Segment Start: INPUT DATA

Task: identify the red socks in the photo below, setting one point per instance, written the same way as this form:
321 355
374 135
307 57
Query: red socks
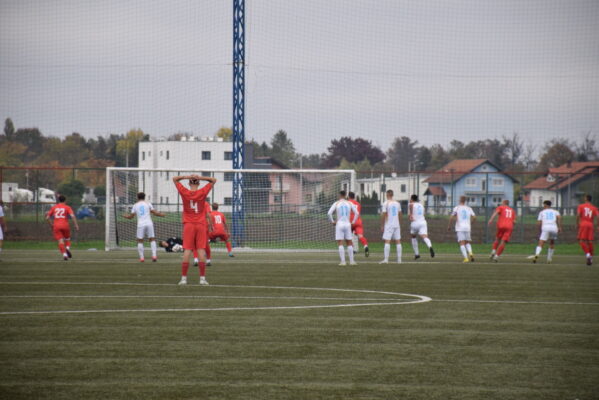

Segment End: INPUT DATA

**EXERCISE PROMPT**
Copy the whole of the material above exactly, but not its images.

**TASK RESPONSE**
Task: identify the red socks in the photo below, setting one point per instance, written the same way as this form:
321 355
374 135
307 57
Query: red socks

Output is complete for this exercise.